## Activity list
a) Name every kind of stub that Brar, in the news release about his Welfare Challenge, says a welfare applicant must provide.
b) Proceed with the news release about Jagrup Brar's Welfare Challenge, starting after its last sentence.

## Page extract
News Release – MLA Jagrup Brar ‘applies for welfare’ today as part of the Welfare Challenge

News Release – MLA Jagrup Brar ‘applies for welfare’ today as part of the Welfare Challenge

Today [January 3], after spending two days homeless waiting for the welfare office to open, Jagrup Brar ‘applied for welfare’ so he can get a place to live and start looking for work.  Brar, the MLA from Surrey Fleetwood, is taking part in a month long MLA Welfare Challenge issued by Raise the Rates, to bring awareness about poverty and low welfare rates in BC.
“I spent the morning standing in line at the welfare office, doing a 68 page on-line welfare application, and getting interviewed by a welfare worker,” Brar said at a news conference at the Surrey Urban Mission today.  “I learned that, unless you are homeless and in an immediate need for shelter, food or medical attention, in most cases it takes three weeks to get welfare.  You also have to look for work and ask friends and relatives for money in those three weeks.”
“This is how some people become homeless,” said Bill Hopwood of Raise the Rates. “The welfare office can tell them they have to look for work for three weeks before they can get a cheque, so without money you have nowhere to live.”
“Getting welfare is not easy,” added Brar.  “You need to have good ID, a resume, proof of a job search, records of employment, pay stubs, EI stubs, ICBC stubs, WCB stubs, income tax documents, bank statements, all financial records, information on RESPs, RRSPs, vehicle registrations and sometimes more.”

## Supplied material
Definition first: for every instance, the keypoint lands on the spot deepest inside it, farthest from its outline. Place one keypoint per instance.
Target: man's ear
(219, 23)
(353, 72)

## Responses
a) Pay stubs, EI stubs, ICBC stubs, and WCB stubs.

b)
“You also have to fill out a two page work search activities record that is a legal document,” explained Hopwood.
Hopwood then presented Brar with his ‘welfare cheque’ of $610, the amount a single person who is expected to work gets for one month. However there are many deductions.
The government allocates $375 of this amount for shelter but most housing costs more than that, and people have to take the extra amount out of their support payment of $235. After accounting for the extra cost of housing, damage deposit, a prorated amount for the supports portion of the cheque and bus tickets and a cell phone to look for work, Brar expects to have $108 left for food and other necessities.
Hopwood noted that the Dietitians of Canada say that a man of Brar’s age needs to spend $234 a month on food to have a nutritious diet.
“Instead of helping people get back on their feet, low welfare rates make it very difficult to survive, let along look for work,” said Hopwood.